# EXERCISE INSTRUCTIONS
Please repeat the part of the music contest thread starting at "Here are the" and ending at "provided, upon request.", word for word.

# Music Contest :



## Wayne (Mar 6, 2012)

Calling all musicians who have a good grasp of Presbyterian history.

Here are the parameters: 

Your objective is to write lyrics adapted to the tune of "The Night They Drove Old Dixie Down" by The Band (first recorded in 1969).

Lyrics of the new song shall be along the lines of "The Day Old Princeton Died" or some variation thereof, and shall encompass accounts of B.B. Warfield, J. Gresham Machen, et al.
(I suppose "The Day They Drove Old Princeton Down" might be an easier refrain, but seems a bit too obvious. But do what you must.)

See Bring the Books: 91 Years Ago Today, Old Princeton Died and February 16: Death of B. B. Warfield | This Day in Presbyterian History
for partial background. Additional resources will be cited or provided, upon request.

Upon completion of viable lyrics, then perform, record and post your finished composition on the PB for fame, fortune (yeah, right), and the entertainment of all.


----------



## nicnap (Mar 6, 2012)

What about to the tune of, "The Day the Music Died"? That would seem to fit as well. (Personally, I would like to hear someone do it to the tune of "The Weight," by the Band.)


----------



## Wayne (Mar 6, 2012)

I think we'd welcome any creative work that is well executed.


----------



## VictorBravo (Mar 6, 2012)

Oh Wayne, don't tempt an old Baptist like this--I've got work to do.

"Singing, nah, nah, nah nah nah naaaaaaaah!"


----------



## nicnap (Mar 6, 2012)

You're correct *we* would. So, all you creative types, get to crackin'.


----------



## Wayne (Mar 6, 2012)

VictorBravo said:


> Oh Wayne, don't tempt an old Baptist like this--I've got work to do.



Out there in the wilds of Idaho/Washington, what earthly duties could press thy time, sir? 
What better pursuit than this idle pasttiime?
What better demonstration of thy wit and wisdom?


----------



## Gforce9 (Mar 6, 2012)

[Annotation items]
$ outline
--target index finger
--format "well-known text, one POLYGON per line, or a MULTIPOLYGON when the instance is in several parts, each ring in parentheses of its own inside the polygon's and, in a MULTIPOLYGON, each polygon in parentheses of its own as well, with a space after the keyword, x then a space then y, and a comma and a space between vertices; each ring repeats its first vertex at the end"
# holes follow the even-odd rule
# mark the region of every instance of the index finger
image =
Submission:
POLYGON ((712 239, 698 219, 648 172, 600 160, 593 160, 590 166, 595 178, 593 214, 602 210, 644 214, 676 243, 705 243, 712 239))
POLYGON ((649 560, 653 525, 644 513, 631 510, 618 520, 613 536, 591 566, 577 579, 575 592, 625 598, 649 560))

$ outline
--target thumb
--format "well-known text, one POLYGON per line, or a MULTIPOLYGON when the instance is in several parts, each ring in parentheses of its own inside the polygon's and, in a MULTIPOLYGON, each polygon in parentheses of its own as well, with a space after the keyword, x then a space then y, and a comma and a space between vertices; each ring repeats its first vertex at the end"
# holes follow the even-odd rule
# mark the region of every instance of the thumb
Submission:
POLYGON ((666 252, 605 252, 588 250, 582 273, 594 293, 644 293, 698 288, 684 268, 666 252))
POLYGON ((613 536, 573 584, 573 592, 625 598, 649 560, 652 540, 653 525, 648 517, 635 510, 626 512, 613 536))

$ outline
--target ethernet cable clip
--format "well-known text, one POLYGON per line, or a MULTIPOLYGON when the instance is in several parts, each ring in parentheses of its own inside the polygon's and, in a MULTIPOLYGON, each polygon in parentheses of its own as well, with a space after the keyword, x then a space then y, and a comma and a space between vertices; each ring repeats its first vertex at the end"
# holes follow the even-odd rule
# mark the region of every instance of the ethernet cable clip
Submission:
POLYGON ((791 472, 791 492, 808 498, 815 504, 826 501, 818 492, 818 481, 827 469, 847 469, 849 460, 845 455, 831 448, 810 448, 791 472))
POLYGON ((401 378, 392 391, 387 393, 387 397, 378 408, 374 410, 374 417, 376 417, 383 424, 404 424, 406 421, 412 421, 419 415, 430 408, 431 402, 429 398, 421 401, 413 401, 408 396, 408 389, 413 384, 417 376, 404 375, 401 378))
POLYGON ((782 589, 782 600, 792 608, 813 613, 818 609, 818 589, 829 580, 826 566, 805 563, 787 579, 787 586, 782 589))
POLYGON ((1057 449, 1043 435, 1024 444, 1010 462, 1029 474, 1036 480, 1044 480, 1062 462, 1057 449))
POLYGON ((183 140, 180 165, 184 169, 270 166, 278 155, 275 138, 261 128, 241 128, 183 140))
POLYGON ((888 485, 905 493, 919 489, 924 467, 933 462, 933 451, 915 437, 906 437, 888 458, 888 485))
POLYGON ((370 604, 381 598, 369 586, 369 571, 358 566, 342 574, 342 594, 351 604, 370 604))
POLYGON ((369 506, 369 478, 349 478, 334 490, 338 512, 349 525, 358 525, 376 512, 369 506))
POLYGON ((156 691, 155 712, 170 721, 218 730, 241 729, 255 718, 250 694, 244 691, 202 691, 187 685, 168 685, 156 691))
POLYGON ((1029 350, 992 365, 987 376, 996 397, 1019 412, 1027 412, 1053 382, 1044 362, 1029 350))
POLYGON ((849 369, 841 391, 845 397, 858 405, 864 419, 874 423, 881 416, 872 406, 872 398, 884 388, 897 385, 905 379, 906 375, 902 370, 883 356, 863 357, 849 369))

# SOLUTION TO THIS TASK
Here are the parameters: 

Your objective is to write lyrics adapted to the tune of "The Night They Drove Old Dixie Down" by The Band (first recorded in 1969).

Lyrics of the new song shall be along the lines of "The Day Old Princeton Died" or some variation thereof, and shall encompass accounts of B.B. Warfield, J. Gresham Machen, et al.
(I suppose "The Day They Drove Old Princeton Down" might be an easier refrain, but seems a bit too obvious. But do what you must.)

See Bring the Books: 91 Years Ago Today, Old Princeton Died and February 16: Death of B. B. Warfield | This Day in Presbyterian History
for partial background. Additional resources will be cited or provided, upon request.